* Passage
A joint statement by the US, France, Germany, Italy, and the UK said, “We call on the House of Representatives, the High State Council, and their leaders to urgently finalize the legal basis so that credible, transparent, and inclusive presidential and parliamentary elections can be held as soon as possible.”

The progress made in UN-brokered talks of the Libyan constitutional committee held in Cairo last week, to agree on a constitutional framework for holding the polls, was praised by the same statement.

The statement added, “We stress the need for a unified Libyan government able to govern and deliver these elections across the country, achieved through dialogue and compromise as soon as possible.”

The rejection of “actions that could lead to violence or to greater divisions in Libya, such as the creation of parallel institutions, any attempt to seize power through force, or refusal of peaceful transition of power to a new executive formed through a legitimate and transparent process” was reiterated by the five countries.

The five countries added, “We urge Libyan political leaders to engage constructively in negotiations, including through the good offices of UNSMIL, to unlock the executive impasse and agree on a pathway to elections.”

Since the 2011 ouster of strongman Muammar Gaddafi, Libya has been plagued by turmoil and divisions.

In an effort to reach a consensus on the constitutional framework to hold Libya’s long-awaited elections, a last round of UN-sponsored talks was held in Egypt last week.

In the hope that the vote will contribute to ending years of armed conflict that have plagued the oil-rich country, Libyans are still waiting for the stalled polls to take place.

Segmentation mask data
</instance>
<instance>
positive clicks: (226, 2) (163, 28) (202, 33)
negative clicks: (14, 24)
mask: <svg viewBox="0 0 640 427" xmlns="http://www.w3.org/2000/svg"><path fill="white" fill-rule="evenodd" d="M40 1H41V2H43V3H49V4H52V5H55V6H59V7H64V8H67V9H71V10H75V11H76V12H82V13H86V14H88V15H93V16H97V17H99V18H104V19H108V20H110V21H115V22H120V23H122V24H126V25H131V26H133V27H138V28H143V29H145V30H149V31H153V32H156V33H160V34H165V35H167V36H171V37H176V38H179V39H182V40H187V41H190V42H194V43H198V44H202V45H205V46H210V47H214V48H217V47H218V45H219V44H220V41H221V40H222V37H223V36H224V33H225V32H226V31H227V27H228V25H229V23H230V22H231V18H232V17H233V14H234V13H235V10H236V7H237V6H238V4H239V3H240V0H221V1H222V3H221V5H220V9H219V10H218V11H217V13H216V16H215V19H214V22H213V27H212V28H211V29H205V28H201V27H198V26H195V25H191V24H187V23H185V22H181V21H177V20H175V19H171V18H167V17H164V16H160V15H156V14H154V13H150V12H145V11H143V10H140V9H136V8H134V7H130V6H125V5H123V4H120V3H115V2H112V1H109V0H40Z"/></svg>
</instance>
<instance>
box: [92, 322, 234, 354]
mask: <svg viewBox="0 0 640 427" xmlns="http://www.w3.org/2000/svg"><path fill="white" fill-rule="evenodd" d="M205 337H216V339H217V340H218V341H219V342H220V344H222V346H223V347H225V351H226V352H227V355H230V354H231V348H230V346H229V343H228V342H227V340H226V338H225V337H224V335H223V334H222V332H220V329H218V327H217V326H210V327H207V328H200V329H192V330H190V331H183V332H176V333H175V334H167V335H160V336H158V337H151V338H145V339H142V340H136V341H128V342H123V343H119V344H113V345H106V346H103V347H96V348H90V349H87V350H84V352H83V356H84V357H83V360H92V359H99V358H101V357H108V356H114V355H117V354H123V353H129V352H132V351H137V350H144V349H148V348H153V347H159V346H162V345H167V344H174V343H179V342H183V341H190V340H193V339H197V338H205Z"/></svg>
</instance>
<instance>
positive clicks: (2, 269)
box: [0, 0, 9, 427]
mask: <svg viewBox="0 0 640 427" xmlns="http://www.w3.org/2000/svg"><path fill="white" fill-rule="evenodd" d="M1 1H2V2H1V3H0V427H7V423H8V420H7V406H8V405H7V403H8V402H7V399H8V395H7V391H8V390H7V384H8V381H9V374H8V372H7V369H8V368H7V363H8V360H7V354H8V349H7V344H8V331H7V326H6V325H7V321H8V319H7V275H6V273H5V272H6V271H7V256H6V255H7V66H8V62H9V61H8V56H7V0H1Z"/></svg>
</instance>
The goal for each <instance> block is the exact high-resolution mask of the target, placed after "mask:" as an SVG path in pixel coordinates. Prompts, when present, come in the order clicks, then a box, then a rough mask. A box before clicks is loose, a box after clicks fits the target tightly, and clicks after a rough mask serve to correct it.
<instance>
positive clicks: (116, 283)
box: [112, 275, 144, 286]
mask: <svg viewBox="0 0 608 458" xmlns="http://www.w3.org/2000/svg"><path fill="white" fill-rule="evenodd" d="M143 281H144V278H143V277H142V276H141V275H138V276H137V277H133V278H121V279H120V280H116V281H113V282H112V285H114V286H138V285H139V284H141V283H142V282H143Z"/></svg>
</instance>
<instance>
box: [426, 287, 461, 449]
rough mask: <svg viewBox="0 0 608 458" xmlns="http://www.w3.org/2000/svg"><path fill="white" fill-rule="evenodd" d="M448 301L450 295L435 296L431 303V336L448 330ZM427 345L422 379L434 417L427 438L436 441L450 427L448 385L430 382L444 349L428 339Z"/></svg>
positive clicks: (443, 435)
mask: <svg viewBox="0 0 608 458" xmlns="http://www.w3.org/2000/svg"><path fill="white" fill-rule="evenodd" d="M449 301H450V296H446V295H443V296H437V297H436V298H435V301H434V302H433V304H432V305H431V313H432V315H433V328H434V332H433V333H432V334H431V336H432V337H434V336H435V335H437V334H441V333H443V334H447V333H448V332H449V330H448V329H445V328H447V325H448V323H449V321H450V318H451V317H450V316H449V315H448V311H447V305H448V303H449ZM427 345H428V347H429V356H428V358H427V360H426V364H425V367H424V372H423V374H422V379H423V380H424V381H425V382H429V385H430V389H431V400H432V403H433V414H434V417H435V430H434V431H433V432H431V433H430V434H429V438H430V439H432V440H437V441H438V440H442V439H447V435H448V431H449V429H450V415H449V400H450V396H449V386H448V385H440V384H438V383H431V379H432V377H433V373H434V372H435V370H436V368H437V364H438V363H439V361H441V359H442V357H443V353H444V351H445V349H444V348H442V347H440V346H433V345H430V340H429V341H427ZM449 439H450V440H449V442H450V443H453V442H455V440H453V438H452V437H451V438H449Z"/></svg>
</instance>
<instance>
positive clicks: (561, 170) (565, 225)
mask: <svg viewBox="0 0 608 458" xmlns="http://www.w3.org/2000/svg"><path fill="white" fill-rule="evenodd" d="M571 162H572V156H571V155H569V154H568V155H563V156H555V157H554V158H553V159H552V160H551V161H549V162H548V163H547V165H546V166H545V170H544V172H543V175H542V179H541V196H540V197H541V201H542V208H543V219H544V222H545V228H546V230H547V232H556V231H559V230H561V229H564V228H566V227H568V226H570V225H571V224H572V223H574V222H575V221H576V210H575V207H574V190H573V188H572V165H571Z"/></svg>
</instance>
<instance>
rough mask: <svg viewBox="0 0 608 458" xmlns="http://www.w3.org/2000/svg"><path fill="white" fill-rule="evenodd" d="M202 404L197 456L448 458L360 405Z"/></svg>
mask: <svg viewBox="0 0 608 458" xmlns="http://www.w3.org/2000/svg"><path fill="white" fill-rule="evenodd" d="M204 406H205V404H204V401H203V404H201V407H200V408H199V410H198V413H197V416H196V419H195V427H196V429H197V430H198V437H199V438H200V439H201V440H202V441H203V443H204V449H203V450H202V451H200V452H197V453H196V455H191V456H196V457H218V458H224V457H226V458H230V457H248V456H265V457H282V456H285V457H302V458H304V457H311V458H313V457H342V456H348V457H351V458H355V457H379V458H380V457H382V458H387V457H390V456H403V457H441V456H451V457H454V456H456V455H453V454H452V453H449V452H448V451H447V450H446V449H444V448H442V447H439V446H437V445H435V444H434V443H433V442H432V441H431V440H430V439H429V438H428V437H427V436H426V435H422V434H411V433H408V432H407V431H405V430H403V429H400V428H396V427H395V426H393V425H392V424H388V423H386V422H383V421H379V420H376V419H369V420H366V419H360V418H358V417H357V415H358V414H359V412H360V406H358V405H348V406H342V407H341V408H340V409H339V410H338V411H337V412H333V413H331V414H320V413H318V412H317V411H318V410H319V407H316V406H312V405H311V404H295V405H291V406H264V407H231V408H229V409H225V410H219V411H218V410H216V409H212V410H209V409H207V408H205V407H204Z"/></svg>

* Activity list
1: Answer these questions using the Libya passage.
(a) Which five countries issued the joint statement?
(b) In which city were the UN-brokered talks of the Libyan constitutional committee held?
(c) Since what event has Libya been plagued by turmoil and divisions?
2: In the Libya passage, the five countries reject certain actions as ones that could lead to violence or greater divisions. List every such action.

* Outputs by task
1:
(a) The US, France, Germany, Italy, and the UK.
(b) Cairo.
(c) The 2011 ouster of strongman Muammar Gaddafi.

2:
- The creation of parallel institutions
- Any attempt to seize power through force
- Refusal of peaceful transition of power to a new executive formed through a legitimate and transparent process